[Work to be completed] Transcribe the material below verbatim, reproducing every line without alteration.

[Excerpts of pointing data]
------------------------------------

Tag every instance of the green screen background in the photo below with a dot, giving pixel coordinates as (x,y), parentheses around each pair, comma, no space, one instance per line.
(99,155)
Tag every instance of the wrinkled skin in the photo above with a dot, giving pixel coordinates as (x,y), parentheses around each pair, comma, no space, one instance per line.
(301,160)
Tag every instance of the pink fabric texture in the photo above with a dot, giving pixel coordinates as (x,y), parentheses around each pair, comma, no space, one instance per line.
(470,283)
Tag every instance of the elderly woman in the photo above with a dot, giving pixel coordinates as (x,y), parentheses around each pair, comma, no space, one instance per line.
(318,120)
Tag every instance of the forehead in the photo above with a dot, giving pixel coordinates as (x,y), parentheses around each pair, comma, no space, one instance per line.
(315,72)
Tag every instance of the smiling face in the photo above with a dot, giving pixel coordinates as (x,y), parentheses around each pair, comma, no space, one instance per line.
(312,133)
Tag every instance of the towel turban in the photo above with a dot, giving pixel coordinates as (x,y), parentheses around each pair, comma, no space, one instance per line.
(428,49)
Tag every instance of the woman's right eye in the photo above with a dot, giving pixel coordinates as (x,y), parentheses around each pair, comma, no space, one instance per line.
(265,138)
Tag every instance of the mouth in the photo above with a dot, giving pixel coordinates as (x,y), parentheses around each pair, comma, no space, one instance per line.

------------------------------------

[Exercise solution]
Tag every instance of the green screen background in the photo below with a dot, giving pixel coordinates as (x,y), parentheses around each pair, comma, no space, one instance per line.
(99,155)
Tag every instance of the wrinkled skin in the photo above with a dot, giving pixel coordinates as (x,y), parentheses around each pair, comma, no space, one instance per line.
(301,160)
Tag every instance of the pink fabric texture in the photo above with a dot, giving pixel coordinates as (x,y), parentheses around each pair, comma, no space, one instance per line.
(470,283)
Tag every instance of the elderly woman in the photo above with a dot, giving pixel coordinates as (x,y), parentheses around each pair, comma, no space, one instance per line.
(318,120)
Tag every instance of the forehead in the photo above with a dot, giving pixel coordinates as (x,y), parentheses around each pair, comma, no space, one instance per line.
(315,72)
Tag every instance of the smiling face in the photo above with a dot, giving pixel coordinates as (x,y), parentheses around each pair, comma, no space, one instance per line.
(312,133)
Tag every instance of the towel turban in the photo above with a dot, giving pixel coordinates as (x,y), parentheses around each pair, comma, no space, one instance per line.
(428,49)
Tag every instance of the woman's right eye in the photo above with a dot, giving pixel coordinates as (x,y), parentheses around each pair, comma, no space, one instance per line.
(265,138)
Tag every instance of the mouth in the photo above with a dot, giving pixel coordinates as (x,y), parentheses around each pair, comma, no space, one instance per line.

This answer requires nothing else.